*Source data*:
************

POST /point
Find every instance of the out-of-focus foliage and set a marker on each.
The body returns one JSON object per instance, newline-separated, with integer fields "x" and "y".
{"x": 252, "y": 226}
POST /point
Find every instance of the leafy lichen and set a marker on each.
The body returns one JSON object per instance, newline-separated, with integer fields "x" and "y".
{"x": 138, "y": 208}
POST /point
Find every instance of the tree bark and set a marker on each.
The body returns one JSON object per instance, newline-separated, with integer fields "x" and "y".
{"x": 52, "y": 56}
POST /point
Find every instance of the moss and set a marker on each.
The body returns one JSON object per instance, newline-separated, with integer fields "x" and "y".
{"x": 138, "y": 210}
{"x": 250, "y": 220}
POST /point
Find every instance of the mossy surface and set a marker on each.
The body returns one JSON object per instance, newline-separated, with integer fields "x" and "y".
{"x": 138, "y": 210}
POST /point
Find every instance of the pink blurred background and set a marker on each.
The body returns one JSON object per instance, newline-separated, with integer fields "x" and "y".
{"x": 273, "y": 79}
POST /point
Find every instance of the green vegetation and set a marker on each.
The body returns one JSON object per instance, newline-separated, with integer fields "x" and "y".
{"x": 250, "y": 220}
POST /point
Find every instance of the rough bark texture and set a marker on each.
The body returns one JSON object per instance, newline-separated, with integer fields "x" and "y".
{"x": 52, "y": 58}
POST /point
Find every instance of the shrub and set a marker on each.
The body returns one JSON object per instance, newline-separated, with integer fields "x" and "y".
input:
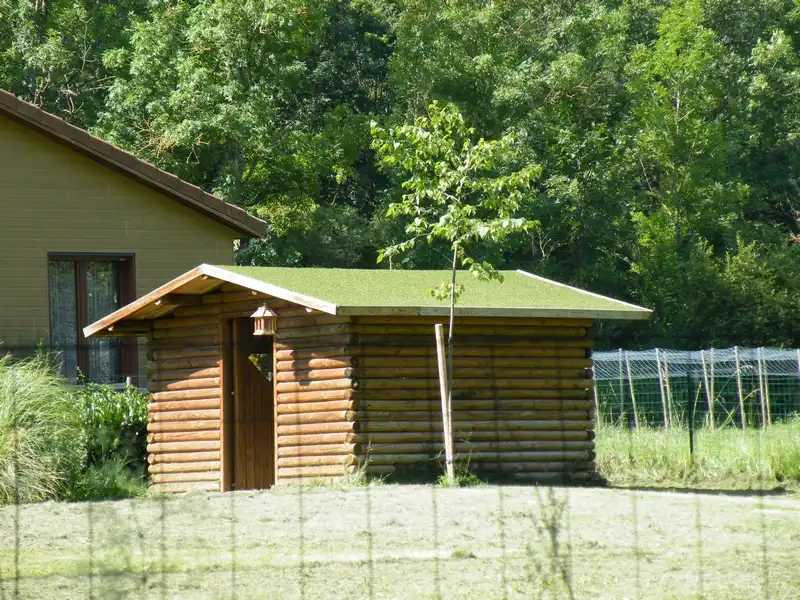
{"x": 41, "y": 443}
{"x": 115, "y": 424}
{"x": 111, "y": 479}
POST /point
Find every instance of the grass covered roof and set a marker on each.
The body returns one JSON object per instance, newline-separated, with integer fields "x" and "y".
{"x": 374, "y": 292}
{"x": 353, "y": 291}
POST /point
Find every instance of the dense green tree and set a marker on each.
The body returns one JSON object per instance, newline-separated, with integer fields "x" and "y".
{"x": 667, "y": 131}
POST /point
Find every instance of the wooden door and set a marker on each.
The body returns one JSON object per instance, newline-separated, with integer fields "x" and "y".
{"x": 252, "y": 427}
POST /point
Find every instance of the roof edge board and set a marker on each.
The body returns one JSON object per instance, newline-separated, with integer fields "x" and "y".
{"x": 473, "y": 311}
{"x": 121, "y": 313}
{"x": 586, "y": 292}
{"x": 270, "y": 289}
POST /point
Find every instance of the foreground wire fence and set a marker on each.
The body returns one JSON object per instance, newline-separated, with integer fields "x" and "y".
{"x": 743, "y": 387}
{"x": 367, "y": 538}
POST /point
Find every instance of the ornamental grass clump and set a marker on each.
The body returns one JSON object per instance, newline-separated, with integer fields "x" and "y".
{"x": 41, "y": 439}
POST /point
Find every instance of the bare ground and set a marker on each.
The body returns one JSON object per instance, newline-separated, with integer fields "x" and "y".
{"x": 390, "y": 541}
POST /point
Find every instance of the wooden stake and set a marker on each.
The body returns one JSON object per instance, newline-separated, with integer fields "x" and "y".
{"x": 597, "y": 402}
{"x": 709, "y": 398}
{"x": 443, "y": 385}
{"x": 669, "y": 391}
{"x": 621, "y": 388}
{"x": 739, "y": 385}
{"x": 763, "y": 390}
{"x": 661, "y": 389}
{"x": 633, "y": 394}
{"x": 713, "y": 381}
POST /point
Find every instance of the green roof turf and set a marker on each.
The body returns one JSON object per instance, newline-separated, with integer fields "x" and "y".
{"x": 407, "y": 288}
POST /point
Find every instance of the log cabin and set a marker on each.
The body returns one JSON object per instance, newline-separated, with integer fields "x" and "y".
{"x": 260, "y": 376}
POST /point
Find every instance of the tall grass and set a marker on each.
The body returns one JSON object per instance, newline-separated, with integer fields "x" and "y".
{"x": 41, "y": 441}
{"x": 727, "y": 457}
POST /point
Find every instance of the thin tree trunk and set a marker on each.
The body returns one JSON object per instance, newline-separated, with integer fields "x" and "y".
{"x": 450, "y": 341}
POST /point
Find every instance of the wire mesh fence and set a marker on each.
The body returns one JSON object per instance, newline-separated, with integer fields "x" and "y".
{"x": 365, "y": 537}
{"x": 744, "y": 387}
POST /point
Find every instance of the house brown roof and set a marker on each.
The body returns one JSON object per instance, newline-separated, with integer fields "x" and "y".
{"x": 126, "y": 163}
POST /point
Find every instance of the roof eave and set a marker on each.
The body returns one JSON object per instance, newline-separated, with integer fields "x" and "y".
{"x": 129, "y": 311}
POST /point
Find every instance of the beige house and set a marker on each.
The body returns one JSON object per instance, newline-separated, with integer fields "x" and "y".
{"x": 86, "y": 228}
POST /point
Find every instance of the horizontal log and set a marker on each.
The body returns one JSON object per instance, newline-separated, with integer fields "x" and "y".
{"x": 491, "y": 373}
{"x": 315, "y": 386}
{"x": 190, "y": 353}
{"x": 319, "y": 471}
{"x": 460, "y": 341}
{"x": 299, "y": 354}
{"x": 203, "y": 341}
{"x": 182, "y": 436}
{"x": 512, "y": 331}
{"x": 473, "y": 351}
{"x": 341, "y": 362}
{"x": 472, "y": 321}
{"x": 317, "y": 450}
{"x": 161, "y": 373}
{"x": 539, "y": 477}
{"x": 316, "y": 417}
{"x": 179, "y": 488}
{"x": 433, "y": 394}
{"x": 557, "y": 466}
{"x": 192, "y": 467}
{"x": 167, "y": 457}
{"x": 401, "y": 459}
{"x": 184, "y": 415}
{"x": 473, "y": 436}
{"x": 462, "y": 427}
{"x": 312, "y": 407}
{"x": 196, "y": 404}
{"x": 180, "y": 323}
{"x": 367, "y": 384}
{"x": 184, "y": 477}
{"x": 502, "y": 455}
{"x": 207, "y": 383}
{"x": 315, "y": 342}
{"x": 311, "y": 440}
{"x": 459, "y": 405}
{"x": 297, "y": 397}
{"x": 205, "y": 394}
{"x": 317, "y": 460}
{"x": 203, "y": 446}
{"x": 184, "y": 332}
{"x": 380, "y": 458}
{"x": 318, "y": 331}
{"x": 465, "y": 448}
{"x": 306, "y": 320}
{"x": 315, "y": 375}
{"x": 470, "y": 415}
{"x": 183, "y": 426}
{"x": 307, "y": 428}
{"x": 490, "y": 362}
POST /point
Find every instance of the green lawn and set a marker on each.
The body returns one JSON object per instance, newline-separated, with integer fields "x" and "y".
{"x": 389, "y": 541}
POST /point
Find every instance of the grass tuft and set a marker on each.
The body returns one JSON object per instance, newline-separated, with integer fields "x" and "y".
{"x": 725, "y": 458}
{"x": 41, "y": 441}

************

*Task brief*:
In this exercise, copy only the lines from the opening line of the material through the line where "Find every instance of the tree" appears.

*Answer area*:
POST /point
Find every instance of the out-of-focus foliage and set a marker on each.
The body returns one JSON object per instance, newline-separated, with integer fields "x" and "y".
{"x": 252, "y": 226}
POST /point
Find every instance of the leafy lichen and set a marker on each.
The body returns one JSON object per instance, newline-separated, with integer fields "x" and "y".
{"x": 138, "y": 208}
POST /point
Find every instance of the tree bark and set a marker on each.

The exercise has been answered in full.